*** Selected passage
Tuesday, December 4, 2007

Breeding Superlatives (Egypt)

I had the most guttural of "holy crap" moments in Egypt. Now, "holy crap" moments do occur fairly frequently when I travel with my eyes open, but the one in Egypt stands out in particular.
I was walking through a forest of pillars in Karnak Temple, Luxor. There was colossal pillar after colossal pillar and I was dwarfed by them- an ant in a Walmart. I realized that this was one of the very places that I had studied since elementary school. To me, Egypt held such mystery that it became some sort of mecca in my 7 year-old mind. After moving to Colorado, I'd go to the Denver Museum of Natural History and lose myself in the mummy room. I was fascinated.

Being here today, amongst these unmistakable landmarks, the pyramids in Cairo and the seated stony faces of Abu Simbel before held a special type of accomplishment and significance for me. But at the same time, actually being here and really feeling it in the fragility of the moment has a complete entity in my life held a sense of bittersweet tenderness.

It is funny to glance back across the landscapes of my life to that 7 year-old girl with her mummy book and try to convince her that yes, she would get go Egypt and me traveling the world at 24 and doing it alone. I don't think she would have believed me!

Life pulls us down strange paths and I've learned, for better or worse, nothing feels as it's supposed to so expectations are just a confining waste of time.
Egypt is truly the land of superlatives. Oldest, edgiest, bluntest, prettiest, dustiest, finest, biggest, craziest, harshest, noblest, muckiest, zippiest, busiest, brashest, most, amplest, fullest, grandest, the list goes on. Egypt breeds superlatives in every corner of the country.
Most people told me I was insane to go to Egypt as a woman alone; that I would be hassled and grabbed and hate it. Most people told me they would never go back to Egypt.


I loved it the moment I breathed in the salty sand dune desert air. I loved the humidity that engulfed me when I stepped on the tarmac. I was excited from the first glimpse of the green snake of the Nile interrupting the leather of the desert from the airplane.


I thrived on the chaos of Cairo (which says a lot for someone like me who doesn't like big cities)- trying to negotiate the most erratic torrents of traffic. The urgency and craziness of traffic in Cairo can not be overstated. I was bounced off a bus and a car in my first hour there, but luckily not hurt!


Something strange happened to me in Cairo. The busyness people hate became a dust devil of amusement to me. The harassment of men became easy for me to ignore, I think people who complain of harassment in Egypt haven't been to the rest of Africa because I had no problem just ignoring and being rude back to the blatantly inappropriate and lewd comments of men here while the "hello"s and "how are you"s because I stand out as a white person in other parts of Africa warrant a polite response and become exhaustive and wearing. The rude people in the streets became helpful and pointed me in the right direction. The people out to cheat were friends and kind and offered me free drinks. I left Cairo on the night train to Aswan feeling like I had been to a different city than the one everyone had told me about.


Getting to smaller and less touristed towns only reinforced the appeal of Egypt for me. Here is a place out of an epic novel that matches a cheap postcard at the same time. It is scenically the most beautiful place I've ever been. The countryside is ribboned with fields of startling green tended by men in tunics and turbans with their camels and donkeys. The greenery is spliced with an imaginative desert that ranges from soft sand to hardened rock dunes.
******
_Task statement_
Transcribe the part of the Egypt travel post from "I was walking" up to and including "I was fascinated.".
*** Supplied material
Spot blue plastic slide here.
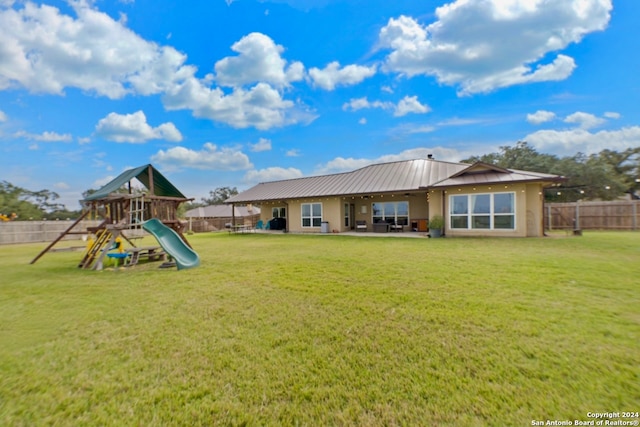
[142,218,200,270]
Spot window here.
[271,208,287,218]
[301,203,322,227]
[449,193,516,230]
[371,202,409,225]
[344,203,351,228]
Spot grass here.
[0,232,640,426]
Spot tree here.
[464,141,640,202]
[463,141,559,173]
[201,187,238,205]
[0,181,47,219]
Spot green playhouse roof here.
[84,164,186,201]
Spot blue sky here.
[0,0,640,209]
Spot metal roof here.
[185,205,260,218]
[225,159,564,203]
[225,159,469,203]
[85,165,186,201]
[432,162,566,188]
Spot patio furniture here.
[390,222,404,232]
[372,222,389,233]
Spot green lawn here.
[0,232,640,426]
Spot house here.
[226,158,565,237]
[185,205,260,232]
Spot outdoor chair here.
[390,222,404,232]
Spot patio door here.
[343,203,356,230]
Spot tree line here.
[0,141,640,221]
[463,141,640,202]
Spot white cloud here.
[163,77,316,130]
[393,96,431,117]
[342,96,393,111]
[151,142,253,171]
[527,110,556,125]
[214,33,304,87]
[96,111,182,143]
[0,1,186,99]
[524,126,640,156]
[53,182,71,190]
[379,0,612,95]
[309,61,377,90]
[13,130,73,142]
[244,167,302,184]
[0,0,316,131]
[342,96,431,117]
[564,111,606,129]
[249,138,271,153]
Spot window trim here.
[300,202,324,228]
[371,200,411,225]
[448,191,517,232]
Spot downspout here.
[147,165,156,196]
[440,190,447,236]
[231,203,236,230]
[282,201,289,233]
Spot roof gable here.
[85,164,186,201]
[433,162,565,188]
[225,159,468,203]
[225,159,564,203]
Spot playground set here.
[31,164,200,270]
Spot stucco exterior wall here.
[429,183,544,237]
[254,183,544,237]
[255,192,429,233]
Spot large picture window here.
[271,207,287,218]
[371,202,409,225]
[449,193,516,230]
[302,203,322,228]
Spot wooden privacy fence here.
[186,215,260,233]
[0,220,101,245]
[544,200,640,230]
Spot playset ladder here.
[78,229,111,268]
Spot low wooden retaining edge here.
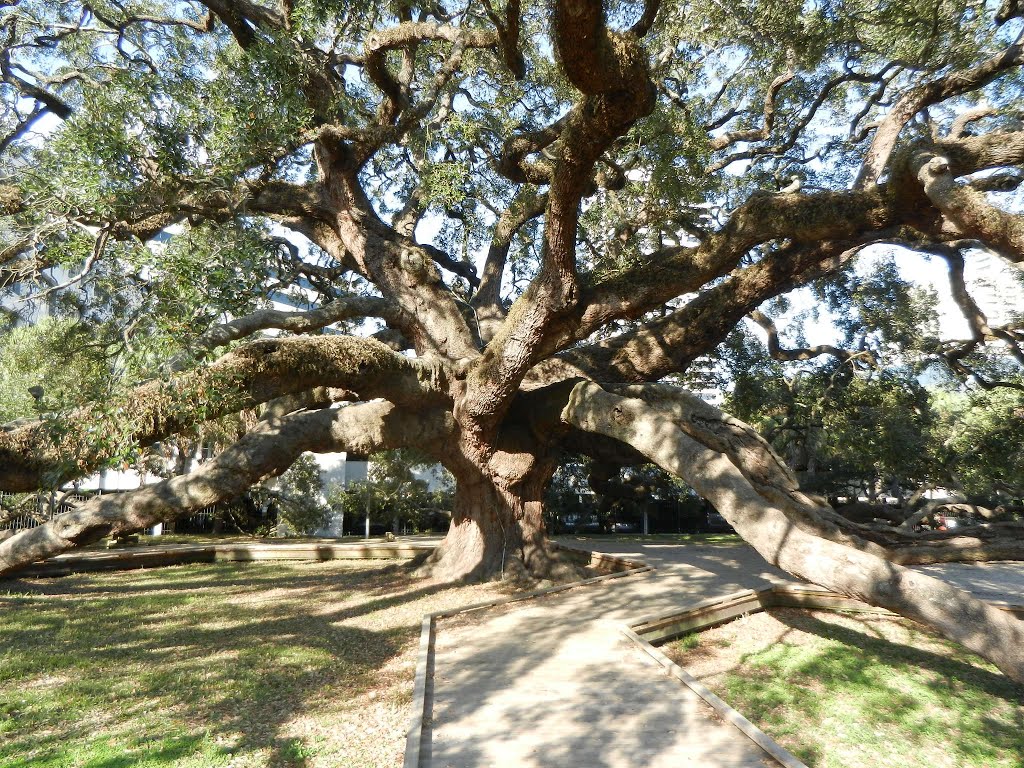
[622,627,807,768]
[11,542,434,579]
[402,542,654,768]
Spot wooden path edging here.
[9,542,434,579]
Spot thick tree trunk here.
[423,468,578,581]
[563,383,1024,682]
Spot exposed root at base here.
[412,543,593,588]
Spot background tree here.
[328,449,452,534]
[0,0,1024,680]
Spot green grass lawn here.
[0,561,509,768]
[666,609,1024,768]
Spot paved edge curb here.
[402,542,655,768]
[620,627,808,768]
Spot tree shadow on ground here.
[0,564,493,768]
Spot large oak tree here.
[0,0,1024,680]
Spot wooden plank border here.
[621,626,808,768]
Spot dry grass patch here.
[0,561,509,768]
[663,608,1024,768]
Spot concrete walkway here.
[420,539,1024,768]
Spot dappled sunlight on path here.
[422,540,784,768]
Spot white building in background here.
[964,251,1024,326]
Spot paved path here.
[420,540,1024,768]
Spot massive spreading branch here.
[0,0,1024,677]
******
*** Supplied material
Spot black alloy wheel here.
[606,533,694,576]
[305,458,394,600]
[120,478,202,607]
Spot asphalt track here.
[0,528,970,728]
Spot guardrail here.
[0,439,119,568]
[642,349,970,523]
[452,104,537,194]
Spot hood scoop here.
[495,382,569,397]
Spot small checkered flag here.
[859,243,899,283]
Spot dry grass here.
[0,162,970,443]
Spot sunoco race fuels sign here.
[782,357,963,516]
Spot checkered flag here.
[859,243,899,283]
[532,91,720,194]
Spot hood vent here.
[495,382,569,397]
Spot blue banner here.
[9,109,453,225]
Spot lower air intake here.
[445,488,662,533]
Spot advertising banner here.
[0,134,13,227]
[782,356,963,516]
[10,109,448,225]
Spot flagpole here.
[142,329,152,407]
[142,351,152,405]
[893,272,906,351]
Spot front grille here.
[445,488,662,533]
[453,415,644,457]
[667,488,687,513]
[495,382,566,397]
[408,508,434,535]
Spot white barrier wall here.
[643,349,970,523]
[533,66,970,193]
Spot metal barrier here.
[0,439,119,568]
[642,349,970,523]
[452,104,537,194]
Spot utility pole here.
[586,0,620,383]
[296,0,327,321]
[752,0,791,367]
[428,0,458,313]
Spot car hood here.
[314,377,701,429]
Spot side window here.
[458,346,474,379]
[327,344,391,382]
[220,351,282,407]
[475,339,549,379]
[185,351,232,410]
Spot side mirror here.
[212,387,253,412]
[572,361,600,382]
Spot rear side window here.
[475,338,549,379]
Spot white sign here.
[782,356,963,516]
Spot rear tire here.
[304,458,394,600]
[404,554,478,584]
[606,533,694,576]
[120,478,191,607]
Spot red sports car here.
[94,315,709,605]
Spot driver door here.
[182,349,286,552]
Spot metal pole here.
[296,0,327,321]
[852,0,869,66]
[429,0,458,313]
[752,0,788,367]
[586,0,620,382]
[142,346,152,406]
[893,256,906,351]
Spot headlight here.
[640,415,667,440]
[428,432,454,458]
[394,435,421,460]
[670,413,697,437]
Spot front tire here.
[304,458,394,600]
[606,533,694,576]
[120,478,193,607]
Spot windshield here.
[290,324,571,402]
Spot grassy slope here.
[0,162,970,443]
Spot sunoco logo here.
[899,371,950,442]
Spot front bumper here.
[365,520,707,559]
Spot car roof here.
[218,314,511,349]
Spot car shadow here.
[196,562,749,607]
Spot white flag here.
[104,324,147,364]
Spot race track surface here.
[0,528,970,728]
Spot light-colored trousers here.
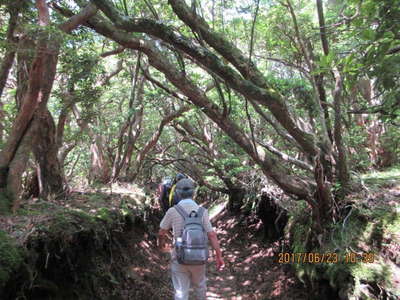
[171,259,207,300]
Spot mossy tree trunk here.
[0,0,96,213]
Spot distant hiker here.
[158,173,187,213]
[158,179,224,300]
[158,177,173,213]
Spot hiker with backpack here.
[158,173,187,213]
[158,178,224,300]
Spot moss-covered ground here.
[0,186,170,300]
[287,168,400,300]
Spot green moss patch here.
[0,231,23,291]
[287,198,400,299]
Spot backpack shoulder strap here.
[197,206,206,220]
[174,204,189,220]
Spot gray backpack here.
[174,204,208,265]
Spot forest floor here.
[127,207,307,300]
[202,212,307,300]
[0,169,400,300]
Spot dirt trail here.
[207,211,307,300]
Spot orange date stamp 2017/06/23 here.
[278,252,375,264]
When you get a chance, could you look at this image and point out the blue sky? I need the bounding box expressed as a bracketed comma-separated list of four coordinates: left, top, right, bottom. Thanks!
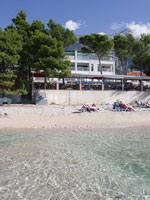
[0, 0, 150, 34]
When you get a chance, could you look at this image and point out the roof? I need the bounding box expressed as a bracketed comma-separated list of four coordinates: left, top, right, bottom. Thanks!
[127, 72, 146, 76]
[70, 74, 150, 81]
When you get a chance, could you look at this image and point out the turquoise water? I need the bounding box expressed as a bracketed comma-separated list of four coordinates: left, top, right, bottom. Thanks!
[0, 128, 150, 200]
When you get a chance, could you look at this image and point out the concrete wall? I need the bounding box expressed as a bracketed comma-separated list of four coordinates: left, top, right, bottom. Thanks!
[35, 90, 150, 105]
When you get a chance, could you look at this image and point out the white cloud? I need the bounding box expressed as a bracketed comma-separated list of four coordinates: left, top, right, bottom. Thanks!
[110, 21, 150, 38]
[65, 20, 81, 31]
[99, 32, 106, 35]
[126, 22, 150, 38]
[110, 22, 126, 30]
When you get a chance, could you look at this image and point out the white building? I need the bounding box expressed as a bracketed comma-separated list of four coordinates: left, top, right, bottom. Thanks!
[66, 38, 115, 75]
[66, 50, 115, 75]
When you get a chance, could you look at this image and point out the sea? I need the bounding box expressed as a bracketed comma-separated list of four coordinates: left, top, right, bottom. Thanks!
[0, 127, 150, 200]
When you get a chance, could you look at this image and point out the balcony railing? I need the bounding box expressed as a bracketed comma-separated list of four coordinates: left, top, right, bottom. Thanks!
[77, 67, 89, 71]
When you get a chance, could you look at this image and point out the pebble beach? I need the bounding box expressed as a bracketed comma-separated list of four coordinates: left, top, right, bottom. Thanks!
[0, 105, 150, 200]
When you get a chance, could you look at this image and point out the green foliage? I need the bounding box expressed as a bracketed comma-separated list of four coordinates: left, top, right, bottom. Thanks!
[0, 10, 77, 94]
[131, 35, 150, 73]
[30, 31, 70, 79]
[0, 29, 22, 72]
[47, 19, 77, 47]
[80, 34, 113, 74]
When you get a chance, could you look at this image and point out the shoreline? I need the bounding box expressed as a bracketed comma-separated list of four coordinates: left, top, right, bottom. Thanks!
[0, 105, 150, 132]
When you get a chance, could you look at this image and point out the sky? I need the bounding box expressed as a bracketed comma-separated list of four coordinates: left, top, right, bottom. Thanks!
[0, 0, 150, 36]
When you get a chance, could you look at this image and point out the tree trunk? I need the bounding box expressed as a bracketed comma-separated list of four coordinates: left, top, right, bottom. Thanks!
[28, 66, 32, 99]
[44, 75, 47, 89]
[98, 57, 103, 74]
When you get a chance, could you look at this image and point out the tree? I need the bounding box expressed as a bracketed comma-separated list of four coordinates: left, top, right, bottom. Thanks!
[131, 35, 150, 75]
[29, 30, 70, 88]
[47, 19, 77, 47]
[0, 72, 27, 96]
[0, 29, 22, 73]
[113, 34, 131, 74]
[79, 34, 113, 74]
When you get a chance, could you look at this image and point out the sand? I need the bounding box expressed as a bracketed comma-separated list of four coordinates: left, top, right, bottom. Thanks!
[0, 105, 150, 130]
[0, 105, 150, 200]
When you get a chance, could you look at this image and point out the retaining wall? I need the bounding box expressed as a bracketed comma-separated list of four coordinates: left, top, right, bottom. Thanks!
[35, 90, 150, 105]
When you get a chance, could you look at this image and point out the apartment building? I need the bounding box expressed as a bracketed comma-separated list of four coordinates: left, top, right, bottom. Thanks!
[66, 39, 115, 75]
******
*** Supplied material
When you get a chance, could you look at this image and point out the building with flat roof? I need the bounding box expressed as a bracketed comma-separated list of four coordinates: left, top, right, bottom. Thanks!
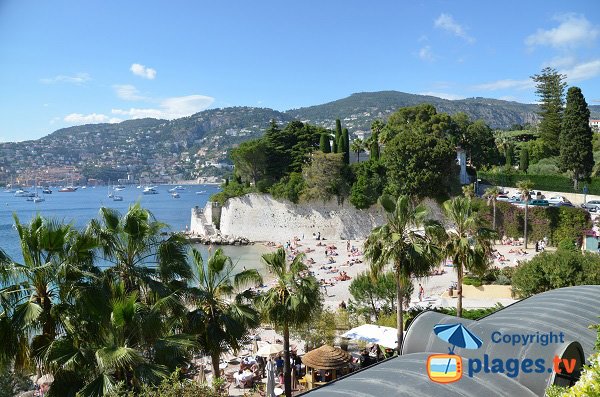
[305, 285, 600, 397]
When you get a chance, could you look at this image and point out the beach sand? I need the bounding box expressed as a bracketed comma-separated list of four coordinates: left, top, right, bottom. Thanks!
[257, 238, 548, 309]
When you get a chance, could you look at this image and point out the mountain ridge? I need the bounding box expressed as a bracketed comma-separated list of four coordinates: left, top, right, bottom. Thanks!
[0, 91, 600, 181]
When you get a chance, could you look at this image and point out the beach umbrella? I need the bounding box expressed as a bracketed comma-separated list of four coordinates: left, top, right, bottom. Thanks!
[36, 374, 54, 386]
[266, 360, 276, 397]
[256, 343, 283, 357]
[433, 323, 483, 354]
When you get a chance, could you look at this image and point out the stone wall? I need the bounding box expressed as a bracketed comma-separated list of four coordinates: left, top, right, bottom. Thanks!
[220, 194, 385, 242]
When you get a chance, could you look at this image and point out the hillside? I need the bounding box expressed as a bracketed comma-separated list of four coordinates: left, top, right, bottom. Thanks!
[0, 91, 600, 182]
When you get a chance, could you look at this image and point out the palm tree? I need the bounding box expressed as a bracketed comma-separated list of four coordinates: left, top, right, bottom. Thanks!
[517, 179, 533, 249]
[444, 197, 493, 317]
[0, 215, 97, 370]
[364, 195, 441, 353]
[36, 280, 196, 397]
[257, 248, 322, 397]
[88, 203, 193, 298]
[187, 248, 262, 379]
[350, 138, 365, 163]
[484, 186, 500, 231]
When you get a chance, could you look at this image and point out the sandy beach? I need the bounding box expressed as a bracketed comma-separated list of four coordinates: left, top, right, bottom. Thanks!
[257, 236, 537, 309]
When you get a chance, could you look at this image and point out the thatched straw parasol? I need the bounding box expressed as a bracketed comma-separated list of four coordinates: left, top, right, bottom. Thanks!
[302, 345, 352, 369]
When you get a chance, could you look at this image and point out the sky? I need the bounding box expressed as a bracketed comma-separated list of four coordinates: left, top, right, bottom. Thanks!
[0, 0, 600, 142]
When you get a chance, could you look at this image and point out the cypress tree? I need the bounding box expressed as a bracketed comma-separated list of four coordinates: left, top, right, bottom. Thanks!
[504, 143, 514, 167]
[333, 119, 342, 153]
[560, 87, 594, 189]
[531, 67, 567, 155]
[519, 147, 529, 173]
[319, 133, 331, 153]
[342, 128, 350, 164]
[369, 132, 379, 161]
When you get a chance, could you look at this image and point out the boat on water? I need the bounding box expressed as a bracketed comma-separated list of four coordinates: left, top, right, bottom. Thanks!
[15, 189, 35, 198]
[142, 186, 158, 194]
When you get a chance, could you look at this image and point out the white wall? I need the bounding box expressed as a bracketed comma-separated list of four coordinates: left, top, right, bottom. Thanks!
******
_Solution below_
I was walking through a forest of pillars in Karnak Temple, Luxor. There was colossal pillar after colossal pillar and I was dwarfed by them- an ant in a Walmart. I realized that this was one of the very places that I had studied since elementary school. To me, Egypt held such mystery that it became some sort of mecca in my 7 year-old mind. After moving to Colorado, I'd go to the Denver Museum of Natural History and lose myself in the mummy room. I was fascinated.